-- Travail demandé --
Pouvez-vous reproduire mot pour mot le passage du texte sur les carabines de la GRC qui commence aux mots « A. Nombre de » et s'arrête après « elle avait besoin[13]. » ?
---------- Source ----------
À l’audience du Comité, Brenda Lucki, commissaire, a décrit le stock actuel d’armes d’épaule de la GRC :
Nous avons trois types d’armes d’épaule : les fusils de chasse, les fusils et les carabines. En fait, nous menons une étude pour déterminer si nous avons besoin des trois. Chacune de ces armes a une utilité différente, selon le type de service de police et le contexte rural. Avons‑nous un nombre suffisant de chacune de ces armes? C’est ce que nous étudions, mais pour l’instant, certaines divisions ont décidé de ne pas obtenir une requalification pour les fusils, par exemple, et de garder les fusils de chasse. Cela dépend de la dynamique au sein de la division, et nous laissons à chaque commandant le soin d’en décider[11].
A. Nombre de carabines nécessaires
Le BVG a constaté que « la GRC n’avait pas établi de norme nationale pour la distribution des carabines définissant le nombre de carabines nécessaires pour équiper adéquatement les agents afin qu’ils puissent neutraliser un tireur actif », et que ses divisions « n’ont pas non plus défini de façon cohérente les personnes qui étaient les plus à risque[12] ». La GRC ne savait donc pas si elle avait fourni des carabines à tous les agents qui en avaient besoin et elle ne connaissait pas le nombre de carabines supplémentaires dont elle avait besoin[13].
Selon le BVG, la GRC a commencé, en 2015, à « fournir des carabines aux détachements à mesure que les agents terminaient leur formation au maniement de ces armes. En liant la distribution des carabines à la formation des agents, la GRC a fait en sorte que la distribution de ces armes dépende de la prise de décision à l’échelle locale et de la disponibilité des ressources. Cette situation a causé des écarts dans la distribution des carabines au sein de la GRC[14]. » Par ailleurs, « certains détachements possédaient un nombre insuffisant de carabines, ce qui signifiait qu’ils n’avaient pas de carabines de rechange pour remplacer celles faisant l’objet d’un entretien[15] ».
Le BVG a observé en outre que, « toutes les carabines ne se trouvaient pas dans les détachements indiqués dans les données de la GRC ». Par conséquent, « la Direction générale de la GRC n’avait pas un portrait global de la répartition géographique réelle des carabines au sein des divisions », et elle « ne pouvait donc pas confirmer si les agents qui avaient besoin de cet équipement y avaient accès[16] ».
---------- Données enregistrées ----------
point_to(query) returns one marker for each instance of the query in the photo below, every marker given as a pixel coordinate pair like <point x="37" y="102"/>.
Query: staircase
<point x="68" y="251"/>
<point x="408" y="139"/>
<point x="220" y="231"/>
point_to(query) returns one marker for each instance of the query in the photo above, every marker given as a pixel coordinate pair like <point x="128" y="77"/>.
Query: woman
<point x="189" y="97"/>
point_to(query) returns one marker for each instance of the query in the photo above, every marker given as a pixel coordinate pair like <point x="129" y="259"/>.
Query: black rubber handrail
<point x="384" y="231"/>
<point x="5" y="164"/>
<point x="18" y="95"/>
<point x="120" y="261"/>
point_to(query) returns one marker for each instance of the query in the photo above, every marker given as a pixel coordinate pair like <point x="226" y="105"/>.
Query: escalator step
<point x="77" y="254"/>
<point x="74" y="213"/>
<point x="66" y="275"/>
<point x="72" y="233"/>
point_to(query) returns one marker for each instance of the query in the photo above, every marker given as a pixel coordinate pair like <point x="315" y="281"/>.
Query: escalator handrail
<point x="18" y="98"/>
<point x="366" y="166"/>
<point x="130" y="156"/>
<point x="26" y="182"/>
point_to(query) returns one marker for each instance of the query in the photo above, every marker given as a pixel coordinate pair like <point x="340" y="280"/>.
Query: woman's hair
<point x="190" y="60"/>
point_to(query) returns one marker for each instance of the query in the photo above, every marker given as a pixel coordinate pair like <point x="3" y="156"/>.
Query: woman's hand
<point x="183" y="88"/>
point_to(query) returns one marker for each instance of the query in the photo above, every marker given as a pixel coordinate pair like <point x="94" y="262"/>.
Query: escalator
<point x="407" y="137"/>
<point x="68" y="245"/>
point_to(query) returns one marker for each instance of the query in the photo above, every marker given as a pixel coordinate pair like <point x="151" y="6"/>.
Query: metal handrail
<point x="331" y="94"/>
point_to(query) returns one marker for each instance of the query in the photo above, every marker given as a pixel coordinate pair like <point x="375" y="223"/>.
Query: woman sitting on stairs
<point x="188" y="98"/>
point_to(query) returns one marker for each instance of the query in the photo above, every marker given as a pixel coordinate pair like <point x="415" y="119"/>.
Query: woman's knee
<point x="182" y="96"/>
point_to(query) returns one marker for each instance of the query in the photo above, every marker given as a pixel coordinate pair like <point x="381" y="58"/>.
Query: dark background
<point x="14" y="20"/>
----------
-- Réponse fournie --
A. Nombre de carabines nécessaires
Le BVG a constaté que « la GRC n’avait pas établi de norme nationale pour la distribution des carabines définissant le nombre de carabines nécessaires pour équiper adéquatement les agents afin qu’ils puissent neutraliser un tireur actif », et que ses divisions « n’ont pas non plus défini de façon cohérente les personnes qui étaient les plus à risque[12] ». La GRC ne savait donc pas si elle avait fourni des carabines à tous les agents qui en avaient besoin et elle ne connaissait pas le nombre de carabines supplémentaires dont elle avait besoin[13].